Extracted information:

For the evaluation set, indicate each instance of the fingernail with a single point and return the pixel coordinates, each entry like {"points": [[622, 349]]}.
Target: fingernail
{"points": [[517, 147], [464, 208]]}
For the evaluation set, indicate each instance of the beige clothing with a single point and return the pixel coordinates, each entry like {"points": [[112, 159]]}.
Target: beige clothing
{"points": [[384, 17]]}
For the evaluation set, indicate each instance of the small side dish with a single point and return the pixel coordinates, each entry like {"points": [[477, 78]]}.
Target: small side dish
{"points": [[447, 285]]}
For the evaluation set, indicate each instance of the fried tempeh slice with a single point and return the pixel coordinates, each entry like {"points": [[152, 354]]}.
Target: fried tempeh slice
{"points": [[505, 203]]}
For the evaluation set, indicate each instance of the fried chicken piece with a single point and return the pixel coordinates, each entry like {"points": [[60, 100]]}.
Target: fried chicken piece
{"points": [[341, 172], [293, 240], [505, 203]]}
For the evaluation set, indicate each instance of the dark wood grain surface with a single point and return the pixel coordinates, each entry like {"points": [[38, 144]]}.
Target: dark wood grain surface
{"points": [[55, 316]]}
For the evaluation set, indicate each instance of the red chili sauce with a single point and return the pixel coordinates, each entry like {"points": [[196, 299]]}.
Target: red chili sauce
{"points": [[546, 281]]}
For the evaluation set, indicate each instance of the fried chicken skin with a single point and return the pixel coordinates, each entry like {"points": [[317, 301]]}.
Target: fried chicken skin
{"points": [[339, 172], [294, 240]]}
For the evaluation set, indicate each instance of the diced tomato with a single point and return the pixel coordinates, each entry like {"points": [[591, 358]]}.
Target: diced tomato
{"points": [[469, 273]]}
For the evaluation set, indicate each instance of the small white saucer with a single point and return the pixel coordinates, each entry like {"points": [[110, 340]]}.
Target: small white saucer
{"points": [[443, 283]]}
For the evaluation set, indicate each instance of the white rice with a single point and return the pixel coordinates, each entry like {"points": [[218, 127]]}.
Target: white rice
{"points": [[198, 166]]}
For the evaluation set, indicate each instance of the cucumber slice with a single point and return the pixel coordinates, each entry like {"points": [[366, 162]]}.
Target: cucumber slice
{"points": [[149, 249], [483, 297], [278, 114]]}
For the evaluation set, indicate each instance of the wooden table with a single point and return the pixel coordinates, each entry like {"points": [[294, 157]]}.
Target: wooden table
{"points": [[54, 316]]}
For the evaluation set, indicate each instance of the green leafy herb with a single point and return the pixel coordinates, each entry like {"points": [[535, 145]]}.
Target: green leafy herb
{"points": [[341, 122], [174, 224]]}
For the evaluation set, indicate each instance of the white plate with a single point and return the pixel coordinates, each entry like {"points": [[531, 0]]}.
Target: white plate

Required task:
Starting with the line that contains "For the evaluation set, indicate each instance of the red" and going on through the end of the items, rewrite each line as a Markdown table with the columns Row and Line, numbering the rows and leaving out blank lines.

Solution for this problem:
| Row | Line |
|---|---|
| 1 | For the evaluation set, indicate each instance of the red chili sauce with a single point and return the pixel coordinates, each entry like {"points": [[196, 299]]}. |
| 2 | Target: red chili sauce |
| 3 | {"points": [[546, 281]]} |
| 4 | For the evaluation set, indicate each instance of the fried chicken skin with a single point and return the pixel coordinates, each entry like {"points": [[317, 301]]}. |
| 5 | Target: fried chicken skin |
| 6 | {"points": [[339, 172], [294, 240]]} |
| 7 | For the evaluation set, indicate each instance of the diced tomato with a single point and return the pixel coordinates, each entry like {"points": [[591, 358]]}. |
| 8 | Target: diced tomato |
| 9 | {"points": [[469, 273]]} |
| 10 | For the evaluation set, indicate each instance of the small white saucer with a single point and return the pixel coordinates, each entry like {"points": [[110, 340]]}. |
| 11 | Target: small white saucer |
| 12 | {"points": [[443, 283]]} |
| 13 | For the evaluation set, indicate each instance of the white rice with a single point and return the pixel coordinates, each entry like {"points": [[218, 127]]}. |
| 14 | Target: white rice |
| 15 | {"points": [[198, 166]]} |
| 16 | For the evaluation set, indicate each instance of the cucumber slice with a single point and return the pixel coordinates, each entry like {"points": [[366, 162]]}. |
| 17 | Target: cucumber slice |
| 18 | {"points": [[149, 249], [483, 297], [278, 114]]} |
| 19 | For the evaluation set, indicate each instance of the wooden table with a single point and return the pixel coordinates, each entry like {"points": [[294, 157]]}. |
| 20 | Target: wooden table |
| 21 | {"points": [[54, 316]]} |
| 22 | For the evaluation set, indicate each instance of the green leafy herb with a single point and return the pixel coordinates, each entry like {"points": [[535, 145]]}. |
| 23 | Target: green leafy herb |
| 24 | {"points": [[341, 122], [174, 224]]} |
| 25 | For the evaluation set, indicate each instance of the white plate with a single point and return the pixel coordinates, each entry like {"points": [[531, 0]]}. |
| 26 | Target: white plate |